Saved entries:

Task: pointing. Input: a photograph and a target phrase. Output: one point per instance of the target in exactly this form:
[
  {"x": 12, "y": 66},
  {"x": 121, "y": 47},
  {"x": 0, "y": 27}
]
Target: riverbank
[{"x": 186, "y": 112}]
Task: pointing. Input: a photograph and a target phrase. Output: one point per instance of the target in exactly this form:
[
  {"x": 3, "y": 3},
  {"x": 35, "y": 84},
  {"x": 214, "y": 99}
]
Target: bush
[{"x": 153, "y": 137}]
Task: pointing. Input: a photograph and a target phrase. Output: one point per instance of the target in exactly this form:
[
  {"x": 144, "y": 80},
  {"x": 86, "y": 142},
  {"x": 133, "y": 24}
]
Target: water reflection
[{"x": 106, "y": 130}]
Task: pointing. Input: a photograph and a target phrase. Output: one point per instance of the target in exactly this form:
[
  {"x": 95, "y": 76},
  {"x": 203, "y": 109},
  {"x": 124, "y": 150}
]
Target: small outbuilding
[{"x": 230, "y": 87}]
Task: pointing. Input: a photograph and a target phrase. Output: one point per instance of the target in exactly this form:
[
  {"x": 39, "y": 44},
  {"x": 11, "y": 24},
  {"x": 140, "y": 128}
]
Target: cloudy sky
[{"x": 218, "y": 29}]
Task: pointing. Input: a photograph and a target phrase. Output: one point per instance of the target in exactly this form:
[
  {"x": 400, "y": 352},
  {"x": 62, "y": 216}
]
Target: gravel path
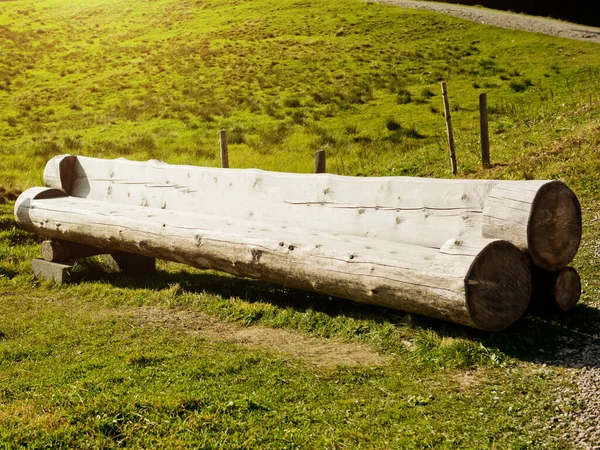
[
  {"x": 505, "y": 19},
  {"x": 578, "y": 405}
]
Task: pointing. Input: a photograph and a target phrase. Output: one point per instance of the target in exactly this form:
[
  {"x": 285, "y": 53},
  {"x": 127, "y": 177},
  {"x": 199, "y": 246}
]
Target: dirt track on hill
[{"x": 505, "y": 19}]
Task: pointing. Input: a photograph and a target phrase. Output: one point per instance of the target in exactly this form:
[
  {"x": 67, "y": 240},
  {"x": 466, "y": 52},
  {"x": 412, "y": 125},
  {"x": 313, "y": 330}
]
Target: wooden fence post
[
  {"x": 224, "y": 153},
  {"x": 320, "y": 161},
  {"x": 485, "y": 137},
  {"x": 449, "y": 128}
]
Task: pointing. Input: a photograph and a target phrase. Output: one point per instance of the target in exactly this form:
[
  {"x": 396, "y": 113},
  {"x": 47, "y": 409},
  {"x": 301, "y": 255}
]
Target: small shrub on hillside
[
  {"x": 412, "y": 132},
  {"x": 404, "y": 97},
  {"x": 518, "y": 86},
  {"x": 72, "y": 143},
  {"x": 292, "y": 102},
  {"x": 392, "y": 124},
  {"x": 351, "y": 129}
]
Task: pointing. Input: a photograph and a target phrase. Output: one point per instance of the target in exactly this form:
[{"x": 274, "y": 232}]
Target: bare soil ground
[
  {"x": 321, "y": 353},
  {"x": 506, "y": 19}
]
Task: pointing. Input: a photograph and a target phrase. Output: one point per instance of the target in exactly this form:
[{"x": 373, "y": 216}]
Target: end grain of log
[
  {"x": 498, "y": 286},
  {"x": 554, "y": 227}
]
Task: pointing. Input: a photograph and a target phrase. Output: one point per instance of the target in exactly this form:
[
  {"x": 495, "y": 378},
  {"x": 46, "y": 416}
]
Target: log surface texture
[{"x": 426, "y": 246}]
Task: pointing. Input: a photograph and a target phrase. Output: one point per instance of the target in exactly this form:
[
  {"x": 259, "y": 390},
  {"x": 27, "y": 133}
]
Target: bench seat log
[
  {"x": 482, "y": 283},
  {"x": 444, "y": 248},
  {"x": 542, "y": 217}
]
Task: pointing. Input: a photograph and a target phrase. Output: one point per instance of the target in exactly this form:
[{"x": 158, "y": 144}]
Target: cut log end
[
  {"x": 498, "y": 286},
  {"x": 554, "y": 227}
]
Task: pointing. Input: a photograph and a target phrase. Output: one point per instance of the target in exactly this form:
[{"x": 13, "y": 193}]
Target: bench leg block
[
  {"x": 53, "y": 271},
  {"x": 130, "y": 264}
]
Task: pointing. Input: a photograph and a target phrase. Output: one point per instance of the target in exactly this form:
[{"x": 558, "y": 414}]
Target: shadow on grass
[{"x": 562, "y": 339}]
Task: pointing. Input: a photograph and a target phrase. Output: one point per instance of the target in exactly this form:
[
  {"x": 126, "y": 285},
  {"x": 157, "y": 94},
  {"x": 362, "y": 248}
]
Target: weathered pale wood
[
  {"x": 320, "y": 161},
  {"x": 224, "y": 149},
  {"x": 476, "y": 282},
  {"x": 543, "y": 217},
  {"x": 57, "y": 250},
  {"x": 484, "y": 132},
  {"x": 449, "y": 128},
  {"x": 419, "y": 211},
  {"x": 556, "y": 290}
]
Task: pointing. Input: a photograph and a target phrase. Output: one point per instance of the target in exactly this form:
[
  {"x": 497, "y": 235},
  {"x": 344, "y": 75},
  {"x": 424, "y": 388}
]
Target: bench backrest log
[
  {"x": 419, "y": 211},
  {"x": 409, "y": 210}
]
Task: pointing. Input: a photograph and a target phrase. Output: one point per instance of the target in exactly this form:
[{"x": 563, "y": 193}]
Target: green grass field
[{"x": 117, "y": 362}]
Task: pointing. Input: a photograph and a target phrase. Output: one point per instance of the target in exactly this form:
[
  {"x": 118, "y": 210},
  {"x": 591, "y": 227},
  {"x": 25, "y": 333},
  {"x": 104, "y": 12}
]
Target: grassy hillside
[
  {"x": 118, "y": 362},
  {"x": 286, "y": 78}
]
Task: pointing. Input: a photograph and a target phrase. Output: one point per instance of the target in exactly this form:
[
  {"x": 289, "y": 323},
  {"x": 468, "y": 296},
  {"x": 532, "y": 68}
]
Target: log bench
[{"x": 449, "y": 249}]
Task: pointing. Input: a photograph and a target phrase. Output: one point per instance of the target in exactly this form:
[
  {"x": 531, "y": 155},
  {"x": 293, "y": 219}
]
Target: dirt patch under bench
[{"x": 319, "y": 352}]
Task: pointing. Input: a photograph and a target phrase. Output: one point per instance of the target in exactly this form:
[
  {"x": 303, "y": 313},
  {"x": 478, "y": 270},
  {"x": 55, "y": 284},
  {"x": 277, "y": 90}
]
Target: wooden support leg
[
  {"x": 130, "y": 264},
  {"x": 56, "y": 250},
  {"x": 53, "y": 271}
]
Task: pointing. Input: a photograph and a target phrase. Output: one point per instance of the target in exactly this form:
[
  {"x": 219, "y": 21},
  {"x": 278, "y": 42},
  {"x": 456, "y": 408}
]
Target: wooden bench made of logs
[{"x": 449, "y": 249}]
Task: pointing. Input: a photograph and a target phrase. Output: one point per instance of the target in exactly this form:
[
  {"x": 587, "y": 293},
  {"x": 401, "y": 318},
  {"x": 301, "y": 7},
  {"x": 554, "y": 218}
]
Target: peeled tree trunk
[
  {"x": 482, "y": 283},
  {"x": 539, "y": 216}
]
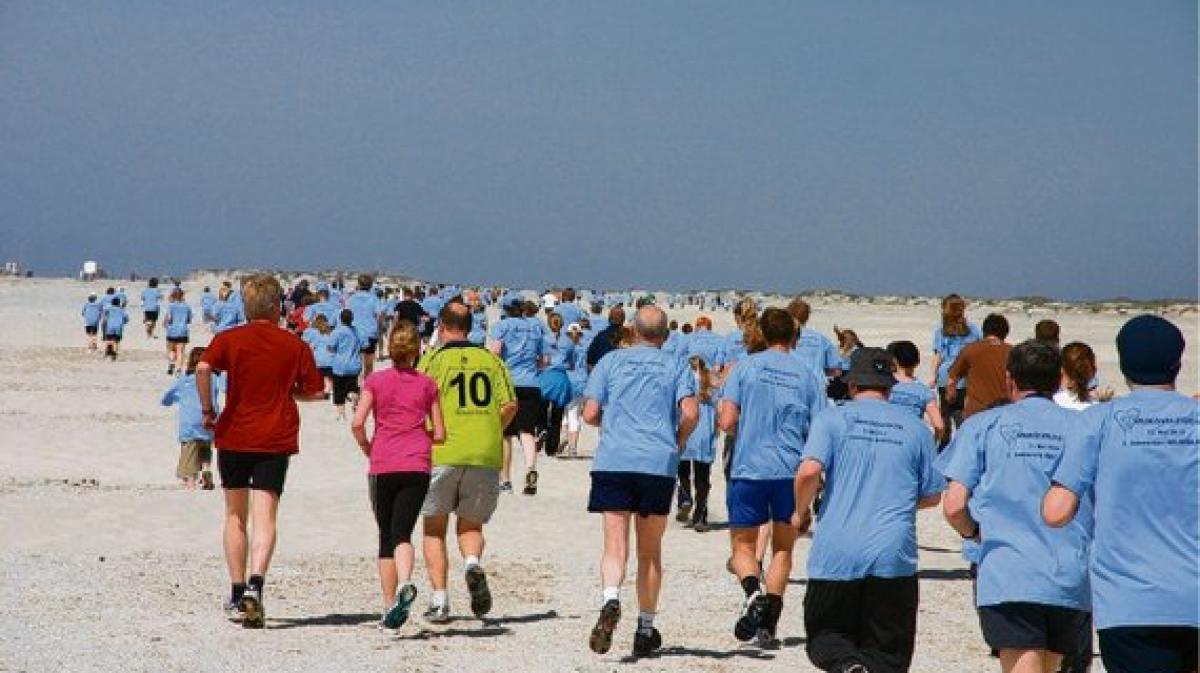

§ Requirement
Pull out every line of the data above that contains the word "bench" and list them.

§ Solution to the exercise
Target: bench seat log
Target: bench leg block
Target: bench backrest log
Target: log bench
Target: dirt patch under bench
Target: wooden bench made of logs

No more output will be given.